## Esercizi scritti
a – Secondo il brano scelto, quali aspetti riguardano gli Statuti generali delle monache stabiliti da Pio XII?
b – Riassumi il brano scelto in due frasi.
c – Elenca tutti gli articoli della Conclusione dispositiva citati come esempi nel brano scelto.

La Conclusione dispositiva del documento (ossia la parte che dovrebbe contenere le disposizioni di legge) suona per molti versi incomprensibile e risulta inapplicabile sul piano giuridico. Esempi:
Art. 1: non è affatto chiaro quali siano i canoni del Codice che rimangono derogati in quanto risultano direttamente contrari a qualsiasi articolo della presente Costituzione. Inoltre la deroga agli Statuti generali delle monache stabiliti da Pio XII (deroga che è di fatto un’abrogazione) tocca l’essenza stessa della vita claustrale, in quanto essi riguardano la rigida disciplina regolare, la legittima autonomia dei monasteri e i diversi tipi di clausura in relazione alla professione semplice o solenne.
Art. 4: come si fa a valutare se il Signore è il centro della giornata e se le celebrazioni comunitarie sono incontro vivo con Lui? Esiste un criterio applicabile dall’esterno? E, nel caso, quale sarebbe?
Art. 7: le superiore, oltre a curare la propria formazione, devono essere «guidate da un reale spirito di fraternità e di servizio, per favorire un clima gioioso di libertà e di responsabilità». Lo “spirito” con cui si fa qualcosa è oggetto del diritto? Come si verifica questo? Inoltre: la vita monastica non si fonda forse sull’obbedienza?

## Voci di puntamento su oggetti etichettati

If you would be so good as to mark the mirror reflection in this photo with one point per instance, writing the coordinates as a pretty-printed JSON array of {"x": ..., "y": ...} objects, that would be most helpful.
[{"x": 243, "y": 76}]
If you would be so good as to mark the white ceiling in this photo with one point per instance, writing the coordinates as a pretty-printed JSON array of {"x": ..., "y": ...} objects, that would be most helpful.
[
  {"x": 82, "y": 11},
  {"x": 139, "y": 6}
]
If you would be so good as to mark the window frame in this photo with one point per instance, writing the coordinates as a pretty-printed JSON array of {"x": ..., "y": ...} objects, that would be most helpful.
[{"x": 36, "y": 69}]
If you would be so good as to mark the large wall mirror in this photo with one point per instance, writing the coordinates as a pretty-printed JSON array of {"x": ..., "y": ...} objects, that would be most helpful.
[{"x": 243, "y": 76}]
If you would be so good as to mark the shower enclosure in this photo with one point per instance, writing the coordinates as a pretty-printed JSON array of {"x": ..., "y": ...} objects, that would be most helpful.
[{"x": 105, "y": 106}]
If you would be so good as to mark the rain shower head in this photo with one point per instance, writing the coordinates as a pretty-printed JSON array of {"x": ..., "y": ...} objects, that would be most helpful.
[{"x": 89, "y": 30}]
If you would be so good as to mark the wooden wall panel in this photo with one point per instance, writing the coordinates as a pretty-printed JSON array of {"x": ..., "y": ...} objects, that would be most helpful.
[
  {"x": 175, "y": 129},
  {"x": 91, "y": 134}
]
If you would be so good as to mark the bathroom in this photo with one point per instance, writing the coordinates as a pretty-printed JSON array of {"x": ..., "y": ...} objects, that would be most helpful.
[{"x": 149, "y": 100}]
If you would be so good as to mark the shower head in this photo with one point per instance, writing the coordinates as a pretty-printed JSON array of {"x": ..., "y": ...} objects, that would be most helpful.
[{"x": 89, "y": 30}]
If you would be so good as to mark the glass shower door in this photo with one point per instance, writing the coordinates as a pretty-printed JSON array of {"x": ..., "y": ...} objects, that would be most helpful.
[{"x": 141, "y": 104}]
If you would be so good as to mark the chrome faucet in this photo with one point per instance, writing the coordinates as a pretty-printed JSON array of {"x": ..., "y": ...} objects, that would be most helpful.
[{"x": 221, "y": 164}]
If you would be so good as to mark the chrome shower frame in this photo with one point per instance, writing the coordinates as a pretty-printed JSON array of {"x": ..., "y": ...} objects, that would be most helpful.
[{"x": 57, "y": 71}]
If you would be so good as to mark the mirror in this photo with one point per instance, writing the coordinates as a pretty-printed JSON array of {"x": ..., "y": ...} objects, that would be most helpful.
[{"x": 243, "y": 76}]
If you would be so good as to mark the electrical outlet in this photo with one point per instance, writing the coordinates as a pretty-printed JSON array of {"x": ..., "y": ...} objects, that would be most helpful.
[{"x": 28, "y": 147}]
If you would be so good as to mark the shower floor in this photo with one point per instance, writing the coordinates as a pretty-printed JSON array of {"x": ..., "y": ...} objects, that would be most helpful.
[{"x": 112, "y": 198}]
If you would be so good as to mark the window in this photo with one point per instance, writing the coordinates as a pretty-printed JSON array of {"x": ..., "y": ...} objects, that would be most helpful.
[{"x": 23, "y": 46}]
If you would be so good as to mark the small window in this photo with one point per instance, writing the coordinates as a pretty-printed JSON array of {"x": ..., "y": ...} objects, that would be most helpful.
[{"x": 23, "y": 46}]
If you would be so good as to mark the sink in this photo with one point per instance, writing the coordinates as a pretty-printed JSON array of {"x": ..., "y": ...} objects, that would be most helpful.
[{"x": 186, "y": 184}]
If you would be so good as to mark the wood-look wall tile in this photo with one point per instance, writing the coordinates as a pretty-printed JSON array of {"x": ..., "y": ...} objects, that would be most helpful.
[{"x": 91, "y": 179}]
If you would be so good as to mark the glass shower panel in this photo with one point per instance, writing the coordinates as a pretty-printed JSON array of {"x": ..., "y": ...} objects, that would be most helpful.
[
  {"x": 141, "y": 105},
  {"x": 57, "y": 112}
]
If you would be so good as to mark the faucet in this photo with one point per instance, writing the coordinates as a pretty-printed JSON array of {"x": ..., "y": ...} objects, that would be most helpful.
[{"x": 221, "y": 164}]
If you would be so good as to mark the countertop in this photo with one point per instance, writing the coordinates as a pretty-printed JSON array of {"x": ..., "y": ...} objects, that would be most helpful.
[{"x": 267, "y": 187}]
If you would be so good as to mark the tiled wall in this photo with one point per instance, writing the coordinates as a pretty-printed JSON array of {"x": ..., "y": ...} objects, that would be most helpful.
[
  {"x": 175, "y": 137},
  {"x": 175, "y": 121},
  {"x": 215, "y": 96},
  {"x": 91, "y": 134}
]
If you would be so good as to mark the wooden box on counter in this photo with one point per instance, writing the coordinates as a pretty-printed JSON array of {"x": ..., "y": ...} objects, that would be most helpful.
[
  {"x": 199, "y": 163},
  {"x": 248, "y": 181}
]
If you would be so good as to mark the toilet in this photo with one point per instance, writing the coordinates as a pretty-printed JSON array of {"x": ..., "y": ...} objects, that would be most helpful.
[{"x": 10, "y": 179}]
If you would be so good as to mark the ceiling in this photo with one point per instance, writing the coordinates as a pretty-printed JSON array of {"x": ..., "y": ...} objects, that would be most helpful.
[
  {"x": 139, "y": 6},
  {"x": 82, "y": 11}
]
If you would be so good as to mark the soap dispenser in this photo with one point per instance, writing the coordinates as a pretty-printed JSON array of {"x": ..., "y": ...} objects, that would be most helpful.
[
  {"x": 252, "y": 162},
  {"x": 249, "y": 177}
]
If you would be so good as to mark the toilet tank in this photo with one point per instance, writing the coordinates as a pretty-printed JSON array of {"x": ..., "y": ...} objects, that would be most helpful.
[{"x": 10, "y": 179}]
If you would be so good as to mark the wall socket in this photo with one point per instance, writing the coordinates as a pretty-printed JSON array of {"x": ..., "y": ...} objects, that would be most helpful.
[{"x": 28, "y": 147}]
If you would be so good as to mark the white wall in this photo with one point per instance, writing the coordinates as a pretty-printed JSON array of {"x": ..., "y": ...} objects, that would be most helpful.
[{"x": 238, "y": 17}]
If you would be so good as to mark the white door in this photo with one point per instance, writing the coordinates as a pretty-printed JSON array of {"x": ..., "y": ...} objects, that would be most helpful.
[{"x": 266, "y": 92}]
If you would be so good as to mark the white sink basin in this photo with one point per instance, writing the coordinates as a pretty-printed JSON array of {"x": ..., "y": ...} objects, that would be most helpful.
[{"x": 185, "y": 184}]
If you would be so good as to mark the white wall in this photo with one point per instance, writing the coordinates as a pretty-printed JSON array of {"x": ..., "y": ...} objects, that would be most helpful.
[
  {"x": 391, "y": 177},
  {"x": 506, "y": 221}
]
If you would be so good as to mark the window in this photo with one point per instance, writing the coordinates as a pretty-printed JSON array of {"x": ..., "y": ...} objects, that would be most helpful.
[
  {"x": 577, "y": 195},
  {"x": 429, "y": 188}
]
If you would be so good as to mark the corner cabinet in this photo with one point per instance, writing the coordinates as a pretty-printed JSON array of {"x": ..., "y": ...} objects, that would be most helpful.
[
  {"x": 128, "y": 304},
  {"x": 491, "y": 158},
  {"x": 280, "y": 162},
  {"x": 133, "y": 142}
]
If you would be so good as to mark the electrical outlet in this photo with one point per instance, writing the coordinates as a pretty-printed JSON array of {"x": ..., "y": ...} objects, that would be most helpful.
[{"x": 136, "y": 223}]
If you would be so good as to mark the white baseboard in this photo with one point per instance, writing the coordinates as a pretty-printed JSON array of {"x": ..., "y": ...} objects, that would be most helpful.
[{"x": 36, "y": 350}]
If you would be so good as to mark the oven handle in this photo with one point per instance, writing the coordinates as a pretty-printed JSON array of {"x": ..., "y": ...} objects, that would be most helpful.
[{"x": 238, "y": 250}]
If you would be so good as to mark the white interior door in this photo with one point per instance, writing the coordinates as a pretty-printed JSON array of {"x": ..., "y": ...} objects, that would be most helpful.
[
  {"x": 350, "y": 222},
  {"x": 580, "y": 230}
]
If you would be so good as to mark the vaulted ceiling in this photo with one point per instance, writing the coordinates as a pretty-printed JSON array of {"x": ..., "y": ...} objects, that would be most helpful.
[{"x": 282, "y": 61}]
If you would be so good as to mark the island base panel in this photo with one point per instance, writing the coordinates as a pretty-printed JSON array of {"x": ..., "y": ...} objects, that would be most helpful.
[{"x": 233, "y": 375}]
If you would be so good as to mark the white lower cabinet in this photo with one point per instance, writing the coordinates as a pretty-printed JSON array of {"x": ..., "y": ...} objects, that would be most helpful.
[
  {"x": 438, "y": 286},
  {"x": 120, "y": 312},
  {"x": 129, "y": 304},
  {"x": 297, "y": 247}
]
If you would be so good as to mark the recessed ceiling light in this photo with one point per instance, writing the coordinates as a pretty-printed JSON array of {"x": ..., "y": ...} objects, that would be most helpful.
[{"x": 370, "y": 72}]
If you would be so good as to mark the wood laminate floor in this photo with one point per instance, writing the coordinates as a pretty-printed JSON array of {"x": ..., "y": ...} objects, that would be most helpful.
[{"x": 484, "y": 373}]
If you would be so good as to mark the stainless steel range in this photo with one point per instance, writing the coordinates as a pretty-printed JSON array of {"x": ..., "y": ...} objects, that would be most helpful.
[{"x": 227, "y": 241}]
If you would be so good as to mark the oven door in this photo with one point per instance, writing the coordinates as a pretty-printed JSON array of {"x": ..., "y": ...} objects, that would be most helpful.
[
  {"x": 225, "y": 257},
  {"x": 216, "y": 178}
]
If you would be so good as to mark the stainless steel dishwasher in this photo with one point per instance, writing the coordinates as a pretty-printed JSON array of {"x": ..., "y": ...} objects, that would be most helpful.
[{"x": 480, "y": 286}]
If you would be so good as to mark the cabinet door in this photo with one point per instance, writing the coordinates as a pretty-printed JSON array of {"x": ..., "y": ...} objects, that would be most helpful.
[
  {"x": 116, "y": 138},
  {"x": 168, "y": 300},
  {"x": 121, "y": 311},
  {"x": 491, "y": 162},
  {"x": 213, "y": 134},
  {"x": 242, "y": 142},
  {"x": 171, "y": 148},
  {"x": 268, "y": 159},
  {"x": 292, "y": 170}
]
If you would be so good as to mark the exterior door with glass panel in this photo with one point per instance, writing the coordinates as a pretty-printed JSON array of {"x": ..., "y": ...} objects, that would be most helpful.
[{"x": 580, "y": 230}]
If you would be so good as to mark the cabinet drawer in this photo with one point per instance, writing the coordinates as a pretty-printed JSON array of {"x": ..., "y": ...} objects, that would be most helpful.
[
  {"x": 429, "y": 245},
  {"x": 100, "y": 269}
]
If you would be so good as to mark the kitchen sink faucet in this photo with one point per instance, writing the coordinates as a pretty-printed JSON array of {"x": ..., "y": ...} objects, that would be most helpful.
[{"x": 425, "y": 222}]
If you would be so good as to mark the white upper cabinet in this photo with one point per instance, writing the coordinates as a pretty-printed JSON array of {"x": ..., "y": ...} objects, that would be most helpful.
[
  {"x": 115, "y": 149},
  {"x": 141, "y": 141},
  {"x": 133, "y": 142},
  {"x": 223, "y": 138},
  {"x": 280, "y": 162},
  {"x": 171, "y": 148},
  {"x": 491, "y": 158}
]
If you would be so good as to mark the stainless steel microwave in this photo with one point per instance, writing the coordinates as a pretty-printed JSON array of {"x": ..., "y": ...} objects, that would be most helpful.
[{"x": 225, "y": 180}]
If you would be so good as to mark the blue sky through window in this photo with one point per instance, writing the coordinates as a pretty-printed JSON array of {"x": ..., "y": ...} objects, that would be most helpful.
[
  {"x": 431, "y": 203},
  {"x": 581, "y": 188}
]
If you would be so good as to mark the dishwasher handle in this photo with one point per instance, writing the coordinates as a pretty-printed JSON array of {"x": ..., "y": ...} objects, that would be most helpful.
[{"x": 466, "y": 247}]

==

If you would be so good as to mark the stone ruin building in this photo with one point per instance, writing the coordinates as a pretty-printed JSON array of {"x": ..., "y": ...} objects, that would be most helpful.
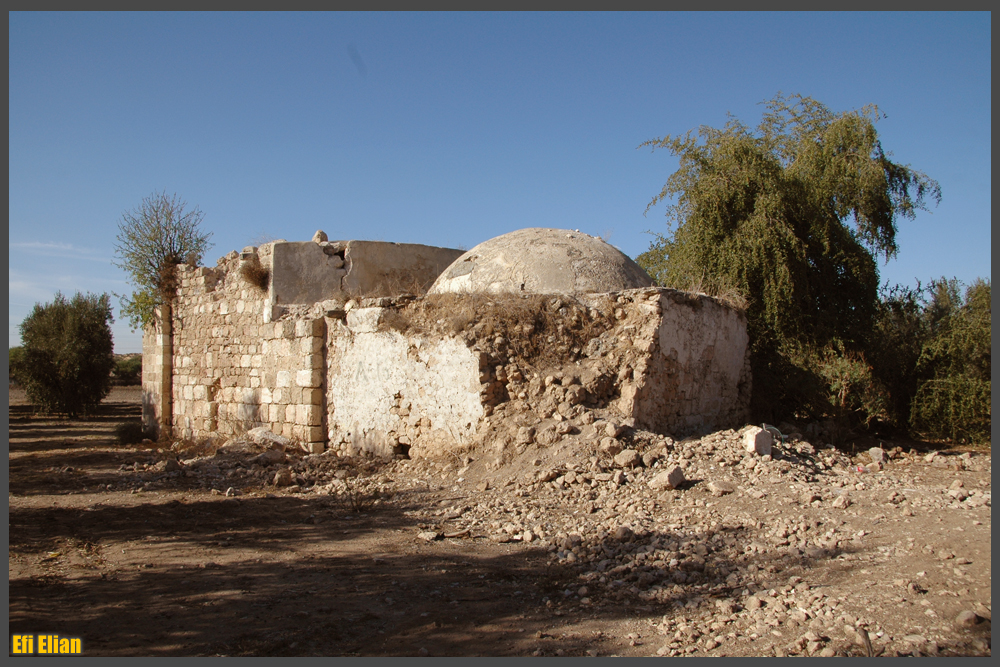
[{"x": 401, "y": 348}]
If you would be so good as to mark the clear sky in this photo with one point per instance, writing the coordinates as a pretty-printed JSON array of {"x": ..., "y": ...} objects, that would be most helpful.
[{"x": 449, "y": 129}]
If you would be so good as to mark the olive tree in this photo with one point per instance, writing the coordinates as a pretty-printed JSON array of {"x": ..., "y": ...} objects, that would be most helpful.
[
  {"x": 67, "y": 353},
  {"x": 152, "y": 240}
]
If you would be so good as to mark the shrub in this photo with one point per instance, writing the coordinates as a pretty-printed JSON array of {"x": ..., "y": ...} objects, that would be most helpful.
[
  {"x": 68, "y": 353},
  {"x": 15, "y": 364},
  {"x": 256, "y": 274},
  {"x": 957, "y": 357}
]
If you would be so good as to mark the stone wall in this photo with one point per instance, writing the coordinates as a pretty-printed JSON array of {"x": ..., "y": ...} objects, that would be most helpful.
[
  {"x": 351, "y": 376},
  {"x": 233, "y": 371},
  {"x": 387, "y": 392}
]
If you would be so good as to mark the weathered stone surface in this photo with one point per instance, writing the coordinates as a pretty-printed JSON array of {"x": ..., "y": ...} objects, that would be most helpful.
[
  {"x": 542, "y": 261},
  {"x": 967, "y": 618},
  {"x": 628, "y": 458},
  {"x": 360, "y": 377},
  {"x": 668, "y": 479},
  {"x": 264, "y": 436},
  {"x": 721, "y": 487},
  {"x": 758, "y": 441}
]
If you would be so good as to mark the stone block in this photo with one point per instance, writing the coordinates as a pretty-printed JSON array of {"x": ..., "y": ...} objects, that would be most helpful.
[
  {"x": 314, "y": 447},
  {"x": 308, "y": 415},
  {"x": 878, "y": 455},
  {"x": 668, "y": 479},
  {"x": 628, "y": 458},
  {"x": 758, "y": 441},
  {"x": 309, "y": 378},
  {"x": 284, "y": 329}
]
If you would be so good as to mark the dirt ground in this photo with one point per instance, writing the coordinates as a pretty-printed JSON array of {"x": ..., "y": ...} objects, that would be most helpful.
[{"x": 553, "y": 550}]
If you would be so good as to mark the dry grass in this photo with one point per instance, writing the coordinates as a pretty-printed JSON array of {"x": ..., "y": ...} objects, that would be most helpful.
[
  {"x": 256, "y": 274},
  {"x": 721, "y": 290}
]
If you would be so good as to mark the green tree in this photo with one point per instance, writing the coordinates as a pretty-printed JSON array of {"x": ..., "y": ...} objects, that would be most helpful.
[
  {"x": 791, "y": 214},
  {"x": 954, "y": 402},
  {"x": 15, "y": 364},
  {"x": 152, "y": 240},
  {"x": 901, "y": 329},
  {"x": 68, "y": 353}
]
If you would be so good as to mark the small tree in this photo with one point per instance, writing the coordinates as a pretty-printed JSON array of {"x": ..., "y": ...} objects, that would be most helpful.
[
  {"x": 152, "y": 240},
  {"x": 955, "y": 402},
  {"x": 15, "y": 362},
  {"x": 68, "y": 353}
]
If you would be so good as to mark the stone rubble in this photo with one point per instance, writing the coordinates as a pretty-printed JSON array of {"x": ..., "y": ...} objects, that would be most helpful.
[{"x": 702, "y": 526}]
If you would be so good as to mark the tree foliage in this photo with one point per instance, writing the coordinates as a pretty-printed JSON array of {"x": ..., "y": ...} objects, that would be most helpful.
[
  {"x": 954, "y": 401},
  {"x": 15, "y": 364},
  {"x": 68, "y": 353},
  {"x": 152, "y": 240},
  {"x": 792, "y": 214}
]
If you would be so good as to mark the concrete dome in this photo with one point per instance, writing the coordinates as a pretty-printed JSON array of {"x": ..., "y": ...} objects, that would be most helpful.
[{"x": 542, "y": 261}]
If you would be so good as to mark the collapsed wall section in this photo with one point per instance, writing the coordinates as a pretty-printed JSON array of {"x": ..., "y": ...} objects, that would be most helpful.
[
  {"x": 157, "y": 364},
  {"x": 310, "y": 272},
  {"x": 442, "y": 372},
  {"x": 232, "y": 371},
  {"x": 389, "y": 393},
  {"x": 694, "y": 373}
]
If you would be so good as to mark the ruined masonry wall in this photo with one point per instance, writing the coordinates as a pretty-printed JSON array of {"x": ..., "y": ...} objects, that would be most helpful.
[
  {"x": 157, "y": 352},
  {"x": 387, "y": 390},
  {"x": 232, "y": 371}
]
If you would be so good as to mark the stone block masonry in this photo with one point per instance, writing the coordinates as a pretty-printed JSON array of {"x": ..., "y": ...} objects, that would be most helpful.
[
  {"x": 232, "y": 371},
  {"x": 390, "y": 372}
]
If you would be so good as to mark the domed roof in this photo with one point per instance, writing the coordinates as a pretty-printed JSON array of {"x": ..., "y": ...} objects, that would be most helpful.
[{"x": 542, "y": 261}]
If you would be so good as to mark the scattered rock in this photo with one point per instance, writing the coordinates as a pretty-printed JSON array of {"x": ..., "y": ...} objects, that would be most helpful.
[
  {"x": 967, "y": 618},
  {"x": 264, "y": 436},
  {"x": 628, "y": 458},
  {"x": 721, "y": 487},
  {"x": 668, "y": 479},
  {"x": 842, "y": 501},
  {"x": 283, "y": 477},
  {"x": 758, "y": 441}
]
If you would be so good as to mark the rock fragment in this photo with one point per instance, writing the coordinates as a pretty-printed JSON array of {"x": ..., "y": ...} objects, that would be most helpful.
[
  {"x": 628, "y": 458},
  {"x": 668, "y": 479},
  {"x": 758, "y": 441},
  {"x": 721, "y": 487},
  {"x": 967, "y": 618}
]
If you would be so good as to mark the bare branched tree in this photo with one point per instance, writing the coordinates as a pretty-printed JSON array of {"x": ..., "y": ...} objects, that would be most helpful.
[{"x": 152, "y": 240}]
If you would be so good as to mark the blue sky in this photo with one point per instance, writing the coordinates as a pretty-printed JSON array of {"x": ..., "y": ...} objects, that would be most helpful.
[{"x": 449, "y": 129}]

## Soluzioni degli esercizi
a – La rigida disciplina regolare, la legittima autonomia dei monasteri e i diversi tipi di clausura in relazione alla professione semplice o solenne.

b – Il brano giudica la Conclusione dispositiva del documento per molti versi incomprensibile e inapplicabile sul piano giuridico. Lo mostra con esempi tratti dagli articoli 1, 4 e 7: la poca chiarezza sui canoni derogati, l'assenza di un criterio esterno per valutare se il Signore è il centro della giornata e il dubbio che lo spirito con cui agiscono le superiore possa essere oggetto del diritto.

c – Art. 1, Art. 4, Art. 7.